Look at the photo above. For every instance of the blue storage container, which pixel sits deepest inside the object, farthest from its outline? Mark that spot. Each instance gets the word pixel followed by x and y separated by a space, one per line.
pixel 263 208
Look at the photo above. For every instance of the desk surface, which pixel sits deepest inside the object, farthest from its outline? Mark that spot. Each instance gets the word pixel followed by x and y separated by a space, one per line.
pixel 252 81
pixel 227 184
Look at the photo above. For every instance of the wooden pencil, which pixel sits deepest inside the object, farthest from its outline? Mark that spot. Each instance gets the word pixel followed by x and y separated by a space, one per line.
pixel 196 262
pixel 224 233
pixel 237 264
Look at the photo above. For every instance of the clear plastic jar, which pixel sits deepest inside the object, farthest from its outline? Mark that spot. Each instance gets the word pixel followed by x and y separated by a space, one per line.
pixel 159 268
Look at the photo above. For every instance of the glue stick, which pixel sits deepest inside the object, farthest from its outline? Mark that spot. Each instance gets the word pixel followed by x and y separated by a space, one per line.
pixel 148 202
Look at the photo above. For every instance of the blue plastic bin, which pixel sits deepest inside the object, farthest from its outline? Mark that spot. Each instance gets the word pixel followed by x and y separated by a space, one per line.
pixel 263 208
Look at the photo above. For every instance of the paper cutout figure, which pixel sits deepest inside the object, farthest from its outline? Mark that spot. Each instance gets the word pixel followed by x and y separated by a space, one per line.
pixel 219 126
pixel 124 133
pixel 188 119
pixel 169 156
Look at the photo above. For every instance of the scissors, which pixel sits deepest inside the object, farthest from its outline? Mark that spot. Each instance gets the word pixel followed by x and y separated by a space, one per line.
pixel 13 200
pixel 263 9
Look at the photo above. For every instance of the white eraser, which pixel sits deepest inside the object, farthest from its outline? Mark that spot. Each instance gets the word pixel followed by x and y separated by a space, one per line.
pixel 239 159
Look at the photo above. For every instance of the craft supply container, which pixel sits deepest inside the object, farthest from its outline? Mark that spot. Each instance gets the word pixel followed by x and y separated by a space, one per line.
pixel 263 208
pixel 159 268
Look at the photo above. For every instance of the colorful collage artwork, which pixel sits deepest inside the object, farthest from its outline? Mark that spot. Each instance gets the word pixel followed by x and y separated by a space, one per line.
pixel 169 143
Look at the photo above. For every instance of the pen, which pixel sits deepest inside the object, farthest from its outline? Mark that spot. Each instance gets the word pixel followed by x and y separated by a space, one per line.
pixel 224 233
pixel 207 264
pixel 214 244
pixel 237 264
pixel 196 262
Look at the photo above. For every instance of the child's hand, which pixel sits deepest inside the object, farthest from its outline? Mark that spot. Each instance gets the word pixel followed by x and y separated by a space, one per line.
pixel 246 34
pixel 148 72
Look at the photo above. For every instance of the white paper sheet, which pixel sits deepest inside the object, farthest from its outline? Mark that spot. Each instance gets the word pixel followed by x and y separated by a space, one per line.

* * * * *

• [Exercise objective]:
Copy out the items above word for word, from their first line through the line that contains "pixel 227 184", with both of those lines included.

• [Complete answer]:
Look at the photo above. For every instance of the blue storage container, which pixel sits deepest inside the object, farthest from its outline? Mark that spot. Each instance gets the word pixel followed by x and y separated by a space, one per line.
pixel 263 208
Look at the photo above. For every instance of the desk surface, which pixel sits deepest inside the object, farthest from its outline? Mark that spot. Each instance gets the word pixel followed by x and y separated by a space, one per line.
pixel 252 81
pixel 227 184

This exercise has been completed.